- _元の文章_
BuzzFeed Japan Medicalもフジテレビの企業広報室に見解を求めたところ、ネットワークの要望書について放映した内容に対しては、「依存症問題の正しい報道を求めるネットワークからご連絡を頂き、現在、話し合いをしている最中です。先方もあることですので回答は控えさせて頂きます」と事実上、回答を拒否。

DOMMUNEのトレンド1位をやらせの売名行為かのように出演者が語ったことについては、「DOMMUNEの企画意図をご紹介したうえで、多角的な視点で議論を行ったものと考えております」と回答し、会社としても問題とは考えていない認識を明らかにしました。

リテラ女性自身日刊サイゾーは『バイキング』の放映内容に対し批判記事を展開しました。

深澤真紀さん「ワイドショー世論の横暴さはあきれられている」

今回のバイキング問題は、薬物問題への理解不足だけでなく、ネットでライブ配信されるDOMMUNE、そしてTwitterのトレンドランキングなどの、ネット社会への理解不足によるものや、「ネットは叩いてもいい存在だ」という意識も大きかったのでしょう。

しかし視聴者にとってはもう、ワイドショー世論のあり方や、横暴さはあきれられているのです。

ちなみにDOMMUNEは2010年に開始され、音楽界やネット界ではかなりメジャーな存在です。またDOMMUNEのような生配信は、それを見ながらTwitterでつぶやく人が多いため、ランキングに入りやすくなり、今回は46万人以上が視聴したのですから、ランキング入りも当然でしょう。

- _作業指示 1_
元の文章のうち「ちなみにDOMMUNEは」で始まる段落を、主な事実を残して箇条書きにまとめること。
- _作業指示 2_
バイキング問題を扱った元の文章の続きを書くこと。

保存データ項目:
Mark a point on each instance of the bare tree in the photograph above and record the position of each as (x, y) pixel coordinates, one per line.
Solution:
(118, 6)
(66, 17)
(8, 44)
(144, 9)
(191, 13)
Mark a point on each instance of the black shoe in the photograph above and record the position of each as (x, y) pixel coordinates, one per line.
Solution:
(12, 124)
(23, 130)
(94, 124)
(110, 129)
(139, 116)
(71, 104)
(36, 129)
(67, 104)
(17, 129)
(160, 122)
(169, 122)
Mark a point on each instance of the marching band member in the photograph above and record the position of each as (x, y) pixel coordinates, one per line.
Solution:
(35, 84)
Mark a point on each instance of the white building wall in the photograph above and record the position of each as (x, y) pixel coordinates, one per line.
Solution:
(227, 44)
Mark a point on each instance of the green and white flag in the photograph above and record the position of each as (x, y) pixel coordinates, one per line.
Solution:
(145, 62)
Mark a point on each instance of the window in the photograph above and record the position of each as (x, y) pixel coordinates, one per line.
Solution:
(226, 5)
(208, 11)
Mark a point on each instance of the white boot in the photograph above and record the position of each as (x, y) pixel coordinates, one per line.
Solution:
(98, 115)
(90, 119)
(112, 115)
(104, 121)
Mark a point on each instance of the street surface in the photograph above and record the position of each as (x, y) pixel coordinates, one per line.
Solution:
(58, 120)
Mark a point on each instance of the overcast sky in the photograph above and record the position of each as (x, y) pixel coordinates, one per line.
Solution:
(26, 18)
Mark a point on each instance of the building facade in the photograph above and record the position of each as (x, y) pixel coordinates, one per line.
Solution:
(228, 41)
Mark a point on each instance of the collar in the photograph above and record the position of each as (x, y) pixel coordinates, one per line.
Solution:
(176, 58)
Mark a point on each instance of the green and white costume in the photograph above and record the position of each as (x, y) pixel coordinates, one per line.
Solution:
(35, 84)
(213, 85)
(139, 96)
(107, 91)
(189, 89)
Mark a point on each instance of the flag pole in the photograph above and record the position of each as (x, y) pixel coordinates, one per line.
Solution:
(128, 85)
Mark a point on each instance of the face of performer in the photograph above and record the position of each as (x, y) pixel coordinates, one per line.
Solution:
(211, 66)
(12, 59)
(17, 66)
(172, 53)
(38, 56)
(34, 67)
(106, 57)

- _模範解答 1_
- DOMMUNEは2010年に始まり、音楽界やネット界ではかなりメジャーな存在である。
- DOMMUNEのような生配信は、見ながらTwitterでつぶやく人が多いため、ランキングに入りやすい。
- 今回は46万人以上が視聴したので、ランキング入りも当然である。

- _模範解答 2_
今回のDOMMUNEの試みは、いまの地上波やメジャーレーベルではできないことであり、薬物問題の支援のあり方として、大きな意味があったと思います。

また、メディアが依存症を取り上げる場合、松本さんや荻上チキさんたちの提案によるガイドラインが重要になります。

そのなかでも、ワイドショーでとりあげるときには、治療につながる情報として、「薬物問題や依存症問題でお悩みの方は、厚労省のサイトや、地域の保健所精神保健福祉センターへ電話を」などと、フリップやテロップなどでだすことをぜひしてほしいと思います。

また薬物問題当事者による作品を、公開や販売する場合は、上記の情報を出すこと以外に、薬物問題や依存症問題を支援するための募金活動や、支援運動を打ち出してもいいのではないでしょうか。

「お金を出す作品であれば、公開や販売してもいいのでは」という声もある一方で、「そのお金が、薬物流通の裏社会に流れるのでは」という反発もあるからです。

作品の収益の一部を、薬物や依存症問題に充てることで、そういった批判にも応えられると思うのです。

松本俊彦さん メディアは私的制裁ではなく有益な情報を

私たちが、2017年1月に「薬物報道ガイドライン」を公表したのは、決して「メディアは著名人の薬物事件をいちいち報道するな」という気持ちからではありませんでした。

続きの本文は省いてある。